53. The Plaintiff’s loss of R3 079 224,77 is calculated as follows:
Average in respect of demolition:
Contract: R 867 808.80
Less average (1) R 779 968.32
______________
TOTAL R 87 840.48
Re-instatement quantum R19 301 647.41
Less average (2) R 2 299 256.45
_____________
TOTAL R17 002 390.96
Total average component
Average (1) R 779 968.32
Average (2) R 2 299 256.45
____________
TOTAL R 3 079 224.77”
The plea is the following:
“28. Ad paragraph 51 thereof
These averments are denied and the Plaintiff is put to the proof thereof.
29. Ad paragraph 52 thereof
The Second Defendant makes no admissions regarding these averments and the Plaintiff is put to the proof thereof.
30. Ad paragraphs 53.1 thereof
30.1 The Second Defendant makes no admissions in this regard and the Plaintiff is put to the proof thereof parties.
30.2 In the alternative, and in the event that it is held that the Plaintiff has suffered the loss alleged, then the Second Defendant pleads that such was not as a result of any gross negligence, wilful default, dishonestly or fraud by it or any of its employees and advisors, and that it is thus not responsible or liable for any such loss in terms of the contract between the parties.”
[16] Counsel for the appellant presented a compendium of objections to the discretion exercised by the court a quo in the following terms:
(i) the court a quo did not take into account that the acquiescence / waiver of a right to challenge the quantum of the respondent’s claim through the role played by Ms Wait during the settlement negotiations between the respondent and Santam Ltd was a new issue that was neither pleaded nor canvased in evidence during the trial.
(ii) the proposed amendment of pleadings to cover the issue of acquiescence waiver should the application for absolution not be granted, was the relevant consideration but was not taken into account.
(iii) it was not taken into account that, since the demolition of the structure damaged in the fire has occurred and construction of the first phase of the replacement building has taken place, the appellant is not a position to make an independent assessment of the value of risk.
(iv) the court a quo failed to apply the principle enunciated in the case of Blose v Ethekwini Municipality (2005/2014); (2015) ZASCA 87 (20 May 2015) that in considering prejudice a court should not weigh the prejudice to be suffered by the appellant against the likely outcome of the trial (such as prescription) but it must consider what is ultimately procedurally fair to the parties (such as finality in the litigation).
(v) the court a quo erred in failing to find that the remissness of the legal representatives of the respondent should be visited upon the head of the respondent.
(vi) the court a quo ought to have taken into account that no costs order was made against the respondent which would be a healing balm to the prejudice, suffered by the appellant.

---

* **TASK TO CARRY OUT**:
Repeat the part of the judgment starting with "(iv) the court" and going on through "by the appellant.". The lines after this come from a separate source.

---

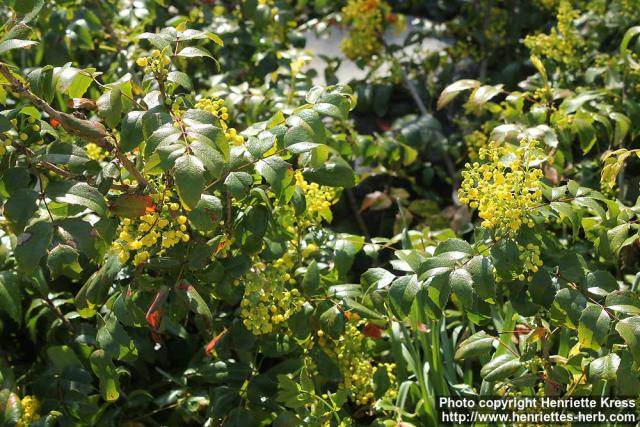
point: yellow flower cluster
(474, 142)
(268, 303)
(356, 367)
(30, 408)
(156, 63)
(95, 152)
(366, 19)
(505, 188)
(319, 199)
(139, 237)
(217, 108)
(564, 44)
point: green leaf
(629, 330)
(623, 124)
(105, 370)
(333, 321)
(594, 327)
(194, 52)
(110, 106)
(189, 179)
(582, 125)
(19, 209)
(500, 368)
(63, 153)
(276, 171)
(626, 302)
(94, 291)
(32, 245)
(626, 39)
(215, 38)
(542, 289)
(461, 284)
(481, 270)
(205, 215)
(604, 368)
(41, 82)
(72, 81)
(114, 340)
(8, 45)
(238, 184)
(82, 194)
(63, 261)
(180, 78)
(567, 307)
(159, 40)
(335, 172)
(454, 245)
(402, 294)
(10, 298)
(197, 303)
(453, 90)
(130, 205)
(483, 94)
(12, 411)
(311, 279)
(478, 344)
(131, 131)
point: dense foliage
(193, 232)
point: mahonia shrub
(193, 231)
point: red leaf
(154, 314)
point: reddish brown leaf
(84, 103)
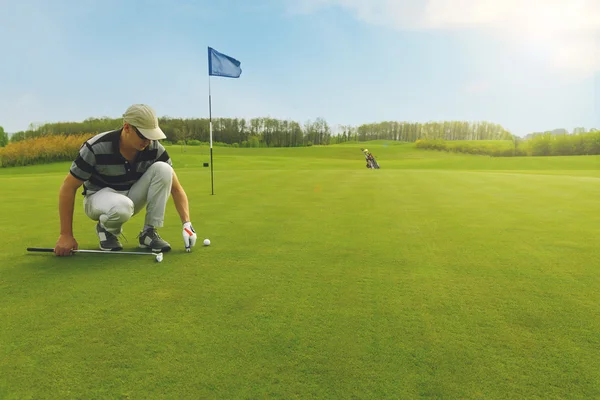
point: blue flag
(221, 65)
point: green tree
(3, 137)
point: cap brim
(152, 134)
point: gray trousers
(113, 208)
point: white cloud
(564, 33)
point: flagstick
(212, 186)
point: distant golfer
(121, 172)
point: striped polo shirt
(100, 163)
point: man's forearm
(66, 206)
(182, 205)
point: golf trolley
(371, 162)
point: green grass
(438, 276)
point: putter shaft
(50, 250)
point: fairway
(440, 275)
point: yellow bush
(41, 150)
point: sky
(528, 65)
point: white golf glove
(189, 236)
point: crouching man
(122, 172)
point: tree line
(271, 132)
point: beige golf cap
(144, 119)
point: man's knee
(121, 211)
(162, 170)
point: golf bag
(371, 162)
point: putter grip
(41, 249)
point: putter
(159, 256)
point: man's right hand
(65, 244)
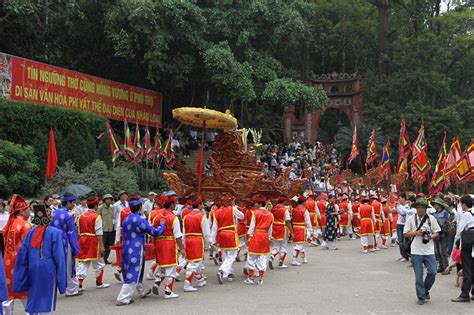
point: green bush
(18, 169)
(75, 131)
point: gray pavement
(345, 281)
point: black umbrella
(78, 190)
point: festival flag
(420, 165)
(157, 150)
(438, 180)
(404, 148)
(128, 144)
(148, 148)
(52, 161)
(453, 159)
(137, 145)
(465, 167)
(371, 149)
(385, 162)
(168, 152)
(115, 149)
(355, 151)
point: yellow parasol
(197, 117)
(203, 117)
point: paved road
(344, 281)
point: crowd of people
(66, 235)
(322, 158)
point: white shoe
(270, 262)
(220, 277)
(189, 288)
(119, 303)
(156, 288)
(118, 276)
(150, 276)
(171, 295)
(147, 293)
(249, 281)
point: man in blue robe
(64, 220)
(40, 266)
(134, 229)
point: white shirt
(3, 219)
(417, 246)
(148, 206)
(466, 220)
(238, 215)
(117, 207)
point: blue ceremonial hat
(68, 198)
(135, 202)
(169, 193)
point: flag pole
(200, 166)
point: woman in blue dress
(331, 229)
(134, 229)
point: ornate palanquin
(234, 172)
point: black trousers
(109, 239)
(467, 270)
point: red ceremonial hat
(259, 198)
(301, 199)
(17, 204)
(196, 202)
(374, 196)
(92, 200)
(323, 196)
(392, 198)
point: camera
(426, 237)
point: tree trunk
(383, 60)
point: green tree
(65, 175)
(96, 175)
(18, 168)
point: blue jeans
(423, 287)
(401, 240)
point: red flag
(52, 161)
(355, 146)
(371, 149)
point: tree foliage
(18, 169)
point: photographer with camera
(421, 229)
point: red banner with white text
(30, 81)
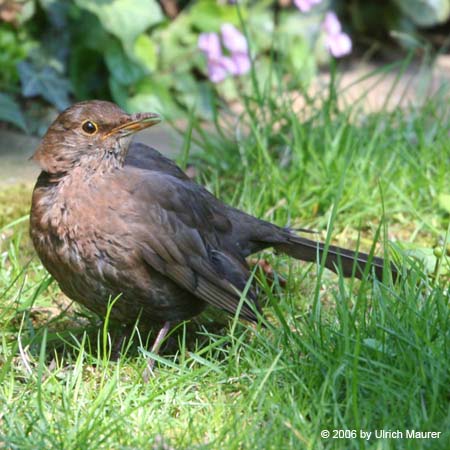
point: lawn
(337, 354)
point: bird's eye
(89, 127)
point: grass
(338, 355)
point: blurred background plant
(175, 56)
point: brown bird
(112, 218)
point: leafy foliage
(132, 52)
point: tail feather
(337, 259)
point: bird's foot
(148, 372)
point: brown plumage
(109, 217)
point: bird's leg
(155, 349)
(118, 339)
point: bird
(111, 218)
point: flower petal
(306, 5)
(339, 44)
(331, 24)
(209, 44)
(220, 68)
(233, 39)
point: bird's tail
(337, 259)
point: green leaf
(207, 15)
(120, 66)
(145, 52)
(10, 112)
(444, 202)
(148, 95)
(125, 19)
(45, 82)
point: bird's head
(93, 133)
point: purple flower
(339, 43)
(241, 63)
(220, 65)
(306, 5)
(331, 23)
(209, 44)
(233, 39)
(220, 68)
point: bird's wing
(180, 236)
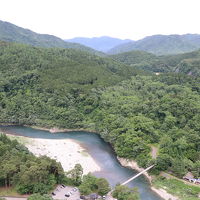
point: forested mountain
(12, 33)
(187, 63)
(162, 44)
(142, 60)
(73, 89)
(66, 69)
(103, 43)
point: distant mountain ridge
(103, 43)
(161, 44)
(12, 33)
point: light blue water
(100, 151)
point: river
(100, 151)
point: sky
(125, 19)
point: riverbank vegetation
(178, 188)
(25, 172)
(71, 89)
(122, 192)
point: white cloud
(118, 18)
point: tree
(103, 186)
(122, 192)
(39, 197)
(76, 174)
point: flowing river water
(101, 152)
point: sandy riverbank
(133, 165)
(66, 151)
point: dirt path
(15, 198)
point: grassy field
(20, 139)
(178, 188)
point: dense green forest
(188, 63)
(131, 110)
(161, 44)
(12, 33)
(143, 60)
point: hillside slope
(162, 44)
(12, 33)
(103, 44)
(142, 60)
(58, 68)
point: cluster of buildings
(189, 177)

---

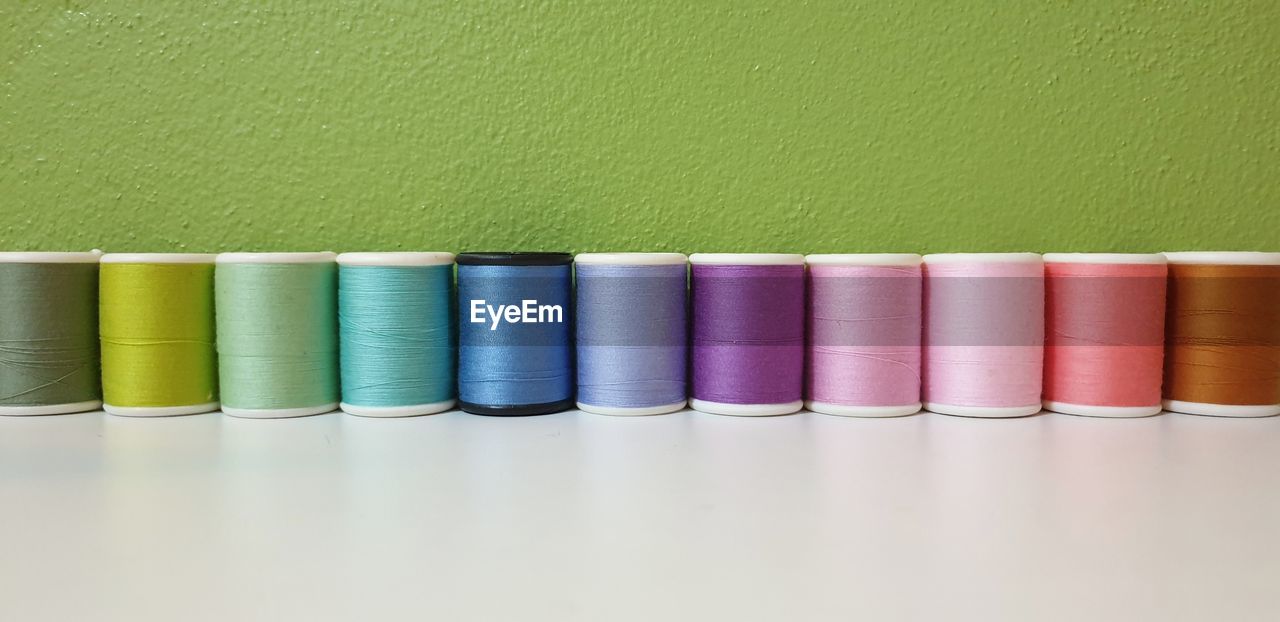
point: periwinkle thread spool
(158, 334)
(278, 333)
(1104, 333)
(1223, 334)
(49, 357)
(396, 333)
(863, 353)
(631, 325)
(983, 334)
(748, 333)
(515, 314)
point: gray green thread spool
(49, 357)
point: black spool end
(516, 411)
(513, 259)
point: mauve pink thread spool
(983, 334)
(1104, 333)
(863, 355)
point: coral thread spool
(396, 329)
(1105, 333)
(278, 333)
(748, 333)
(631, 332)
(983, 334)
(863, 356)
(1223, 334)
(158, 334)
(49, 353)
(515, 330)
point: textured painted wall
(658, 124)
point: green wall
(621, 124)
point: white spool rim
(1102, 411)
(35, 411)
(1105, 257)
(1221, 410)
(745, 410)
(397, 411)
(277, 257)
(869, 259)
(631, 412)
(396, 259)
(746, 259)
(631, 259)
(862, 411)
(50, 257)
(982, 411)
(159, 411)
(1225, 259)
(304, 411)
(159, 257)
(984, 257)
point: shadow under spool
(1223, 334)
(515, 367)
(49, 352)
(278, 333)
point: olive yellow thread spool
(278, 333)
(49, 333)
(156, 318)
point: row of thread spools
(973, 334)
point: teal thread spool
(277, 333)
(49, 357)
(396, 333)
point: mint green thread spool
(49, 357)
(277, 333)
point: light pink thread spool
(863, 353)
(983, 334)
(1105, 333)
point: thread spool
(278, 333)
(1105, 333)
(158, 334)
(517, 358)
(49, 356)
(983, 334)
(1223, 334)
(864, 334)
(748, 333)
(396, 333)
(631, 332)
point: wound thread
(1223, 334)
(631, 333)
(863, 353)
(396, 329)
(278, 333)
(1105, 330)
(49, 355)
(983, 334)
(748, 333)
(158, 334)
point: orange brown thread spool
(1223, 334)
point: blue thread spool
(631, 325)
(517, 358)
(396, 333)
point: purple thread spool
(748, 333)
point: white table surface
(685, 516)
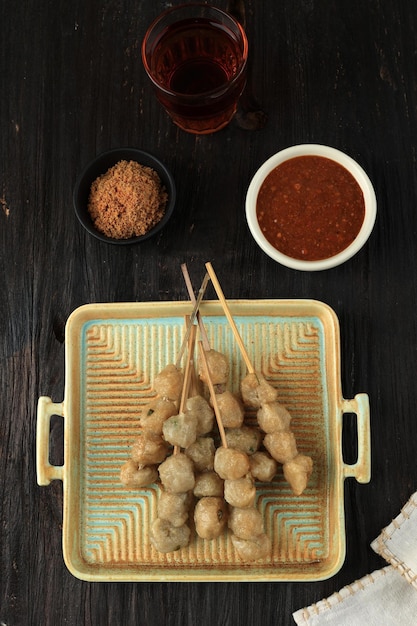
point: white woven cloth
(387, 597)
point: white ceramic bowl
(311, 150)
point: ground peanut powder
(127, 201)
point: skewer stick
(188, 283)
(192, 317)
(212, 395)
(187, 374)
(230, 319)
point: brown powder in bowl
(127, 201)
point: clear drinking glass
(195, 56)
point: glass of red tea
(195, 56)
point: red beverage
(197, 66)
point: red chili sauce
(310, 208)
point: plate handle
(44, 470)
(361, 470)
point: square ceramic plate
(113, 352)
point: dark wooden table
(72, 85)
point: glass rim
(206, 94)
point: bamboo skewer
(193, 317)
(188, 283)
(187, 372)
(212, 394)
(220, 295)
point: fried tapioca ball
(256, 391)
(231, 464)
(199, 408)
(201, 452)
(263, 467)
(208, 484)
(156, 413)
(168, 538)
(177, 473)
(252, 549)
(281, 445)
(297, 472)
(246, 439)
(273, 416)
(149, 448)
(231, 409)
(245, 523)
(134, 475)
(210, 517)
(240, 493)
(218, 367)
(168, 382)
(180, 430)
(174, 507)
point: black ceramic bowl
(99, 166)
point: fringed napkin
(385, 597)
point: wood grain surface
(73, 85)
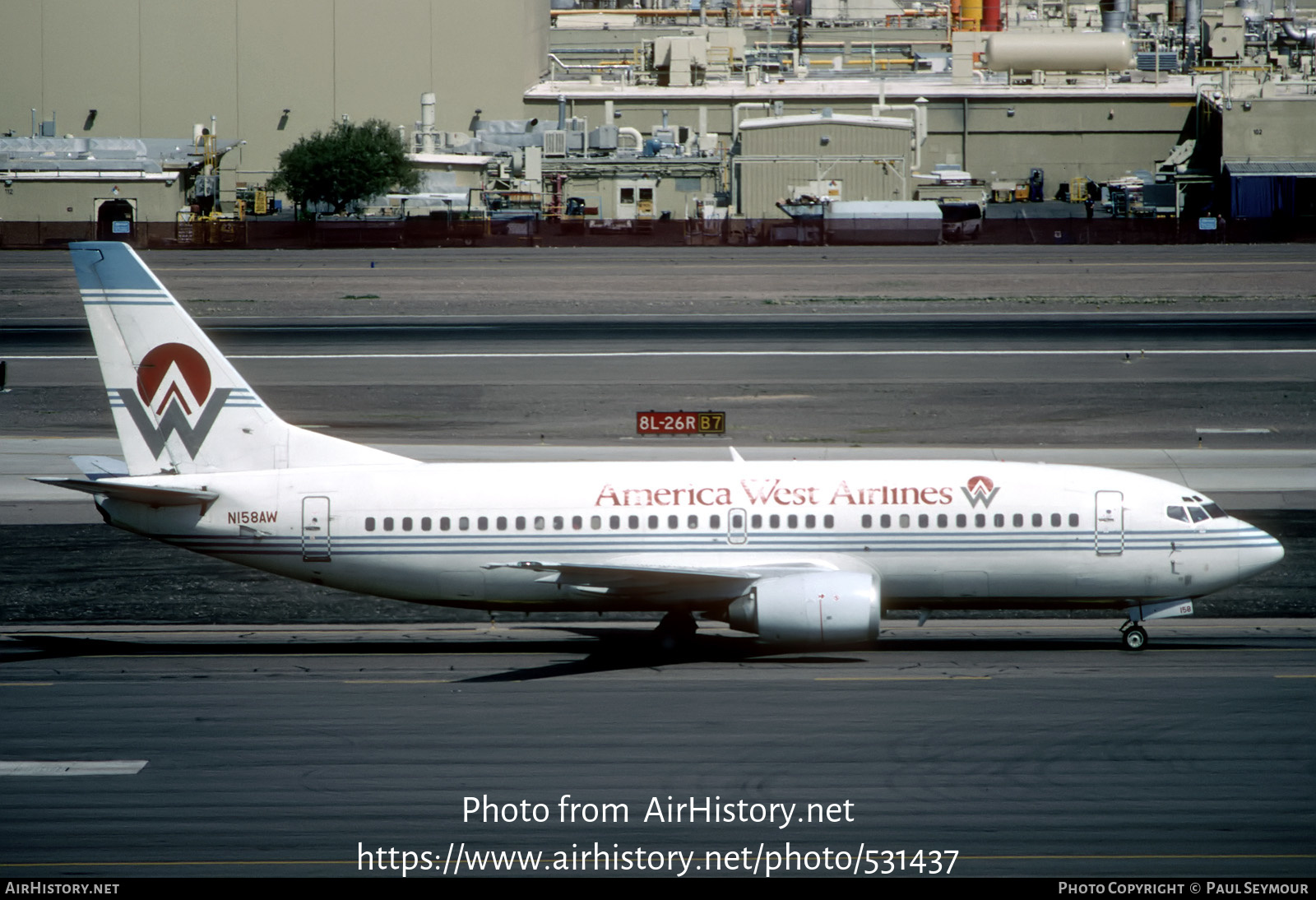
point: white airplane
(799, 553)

---

* **EXPECTED OUTPUT**:
(iv) the court a quo failed to apply the principle enunciated in the case of Blose v Ethekwini Municipality (2005/2014); (2015) ZASCA 87 (20 May 2015) that in considering prejudice a court should not weigh the prejudice to be suffered by the appellant against the likely outcome of the trial (such as prescription) but it must consider what is ultimately procedurally fair to the parties (such as finality in the litigation).
(v) the court a quo erred in failing to find that the remissness of the legal representatives of the respondent should be visited upon the head of the respondent.
(vi) the court a quo ought to have taken into account that no costs order was made against the respondent which would be a healing balm to the prejudice, suffered by the appellant.